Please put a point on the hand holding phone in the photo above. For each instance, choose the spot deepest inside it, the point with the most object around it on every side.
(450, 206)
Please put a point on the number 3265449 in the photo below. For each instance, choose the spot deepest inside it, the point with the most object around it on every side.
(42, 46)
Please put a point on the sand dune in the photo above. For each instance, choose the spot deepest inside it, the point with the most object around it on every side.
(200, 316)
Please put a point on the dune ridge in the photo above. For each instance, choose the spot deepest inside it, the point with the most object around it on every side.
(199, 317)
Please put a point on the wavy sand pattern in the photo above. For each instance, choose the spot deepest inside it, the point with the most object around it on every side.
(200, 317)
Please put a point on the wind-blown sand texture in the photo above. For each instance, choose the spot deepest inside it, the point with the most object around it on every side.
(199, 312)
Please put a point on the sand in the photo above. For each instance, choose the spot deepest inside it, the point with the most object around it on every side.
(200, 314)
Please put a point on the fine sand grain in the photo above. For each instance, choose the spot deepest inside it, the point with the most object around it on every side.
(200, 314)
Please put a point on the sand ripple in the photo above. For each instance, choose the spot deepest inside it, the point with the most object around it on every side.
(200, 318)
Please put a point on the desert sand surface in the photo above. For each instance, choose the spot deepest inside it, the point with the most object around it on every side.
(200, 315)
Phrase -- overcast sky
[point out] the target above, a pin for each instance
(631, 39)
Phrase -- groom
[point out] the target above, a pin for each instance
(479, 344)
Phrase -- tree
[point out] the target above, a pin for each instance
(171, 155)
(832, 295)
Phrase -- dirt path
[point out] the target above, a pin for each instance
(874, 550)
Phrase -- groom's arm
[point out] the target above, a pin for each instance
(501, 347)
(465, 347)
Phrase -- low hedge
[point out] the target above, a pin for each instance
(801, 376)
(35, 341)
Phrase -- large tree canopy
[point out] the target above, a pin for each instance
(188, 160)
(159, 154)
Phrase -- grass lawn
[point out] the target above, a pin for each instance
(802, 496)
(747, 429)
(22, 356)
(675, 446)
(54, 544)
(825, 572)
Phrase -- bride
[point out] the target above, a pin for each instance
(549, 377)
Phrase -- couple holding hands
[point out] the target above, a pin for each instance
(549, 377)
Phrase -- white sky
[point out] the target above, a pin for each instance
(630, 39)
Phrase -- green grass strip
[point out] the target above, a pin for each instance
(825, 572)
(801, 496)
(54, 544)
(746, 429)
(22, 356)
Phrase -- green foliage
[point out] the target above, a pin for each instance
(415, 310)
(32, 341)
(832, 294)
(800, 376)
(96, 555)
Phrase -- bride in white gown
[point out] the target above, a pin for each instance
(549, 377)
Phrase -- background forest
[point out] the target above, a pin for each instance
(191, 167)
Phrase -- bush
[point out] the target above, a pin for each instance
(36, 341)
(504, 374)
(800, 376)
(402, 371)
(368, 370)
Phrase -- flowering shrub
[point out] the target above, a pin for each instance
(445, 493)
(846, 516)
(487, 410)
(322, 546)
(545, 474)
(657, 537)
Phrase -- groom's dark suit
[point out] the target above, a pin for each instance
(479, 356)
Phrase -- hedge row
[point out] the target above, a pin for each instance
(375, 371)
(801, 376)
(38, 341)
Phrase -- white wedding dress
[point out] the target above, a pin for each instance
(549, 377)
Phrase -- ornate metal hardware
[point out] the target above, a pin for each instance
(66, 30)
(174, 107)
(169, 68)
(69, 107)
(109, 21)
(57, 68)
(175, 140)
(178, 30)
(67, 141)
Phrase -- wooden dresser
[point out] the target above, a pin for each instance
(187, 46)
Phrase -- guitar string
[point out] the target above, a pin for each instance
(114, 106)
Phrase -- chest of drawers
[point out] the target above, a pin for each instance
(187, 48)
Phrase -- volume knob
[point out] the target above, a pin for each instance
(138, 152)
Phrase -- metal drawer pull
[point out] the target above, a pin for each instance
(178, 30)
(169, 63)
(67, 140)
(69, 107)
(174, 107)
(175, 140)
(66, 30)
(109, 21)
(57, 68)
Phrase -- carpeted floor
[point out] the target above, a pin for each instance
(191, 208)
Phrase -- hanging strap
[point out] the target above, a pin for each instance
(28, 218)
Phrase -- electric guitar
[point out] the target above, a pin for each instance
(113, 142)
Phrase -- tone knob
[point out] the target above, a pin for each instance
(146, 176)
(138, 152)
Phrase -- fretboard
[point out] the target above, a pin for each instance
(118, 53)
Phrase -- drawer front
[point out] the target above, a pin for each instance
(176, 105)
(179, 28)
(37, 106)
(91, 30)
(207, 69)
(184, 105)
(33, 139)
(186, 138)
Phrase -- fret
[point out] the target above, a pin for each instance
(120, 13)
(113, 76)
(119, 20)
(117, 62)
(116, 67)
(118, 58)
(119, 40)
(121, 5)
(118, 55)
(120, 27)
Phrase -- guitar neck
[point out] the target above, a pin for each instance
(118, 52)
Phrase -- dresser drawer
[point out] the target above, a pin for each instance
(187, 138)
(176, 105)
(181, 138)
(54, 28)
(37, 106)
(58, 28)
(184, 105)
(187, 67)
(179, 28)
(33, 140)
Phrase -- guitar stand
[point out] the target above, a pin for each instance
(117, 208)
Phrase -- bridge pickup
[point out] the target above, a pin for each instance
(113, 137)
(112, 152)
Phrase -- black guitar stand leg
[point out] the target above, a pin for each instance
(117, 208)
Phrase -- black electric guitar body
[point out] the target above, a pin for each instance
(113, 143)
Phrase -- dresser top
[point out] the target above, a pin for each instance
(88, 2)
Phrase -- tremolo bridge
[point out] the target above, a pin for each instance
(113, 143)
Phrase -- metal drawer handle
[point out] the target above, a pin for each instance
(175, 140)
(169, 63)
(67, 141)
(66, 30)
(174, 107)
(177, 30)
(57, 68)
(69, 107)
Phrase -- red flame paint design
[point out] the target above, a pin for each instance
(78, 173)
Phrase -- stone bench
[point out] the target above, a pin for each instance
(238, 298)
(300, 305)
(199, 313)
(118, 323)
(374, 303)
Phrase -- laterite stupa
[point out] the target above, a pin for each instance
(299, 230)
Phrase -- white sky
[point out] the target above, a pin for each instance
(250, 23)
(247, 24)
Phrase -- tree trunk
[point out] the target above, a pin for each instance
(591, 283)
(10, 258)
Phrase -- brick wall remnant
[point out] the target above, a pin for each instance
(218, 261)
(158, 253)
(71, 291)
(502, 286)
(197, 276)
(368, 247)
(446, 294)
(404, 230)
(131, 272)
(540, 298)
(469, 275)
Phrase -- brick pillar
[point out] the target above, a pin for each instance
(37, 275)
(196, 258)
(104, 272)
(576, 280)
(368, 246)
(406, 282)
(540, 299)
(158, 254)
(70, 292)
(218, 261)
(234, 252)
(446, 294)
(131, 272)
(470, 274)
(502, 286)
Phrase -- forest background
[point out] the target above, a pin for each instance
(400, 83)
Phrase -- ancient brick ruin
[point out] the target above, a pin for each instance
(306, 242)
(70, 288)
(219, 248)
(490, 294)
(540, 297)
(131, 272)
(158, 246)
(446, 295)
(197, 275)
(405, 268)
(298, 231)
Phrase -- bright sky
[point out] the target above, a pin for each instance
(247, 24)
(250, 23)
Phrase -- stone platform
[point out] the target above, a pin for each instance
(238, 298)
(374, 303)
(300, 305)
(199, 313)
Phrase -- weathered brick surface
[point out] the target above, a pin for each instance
──────────────────────────────
### WHAT THE TASK ASKS:
Reproduce, exactly as they stand in the data above, the lines from the one that holds "Phrase -- dresser drawer" to the one that holds "Phrase -- bridge pickup", inclusive.

### RESULT OF THIS EXERCISE:
Phrase -- dresser drawer
[point out] the target above, a pin for each instance
(187, 138)
(176, 105)
(181, 138)
(54, 28)
(37, 106)
(58, 28)
(184, 105)
(187, 67)
(179, 28)
(33, 140)
Phrase -- guitar stand
[point out] the target above, a pin for each instance
(117, 208)
Phrase -- bridge pickup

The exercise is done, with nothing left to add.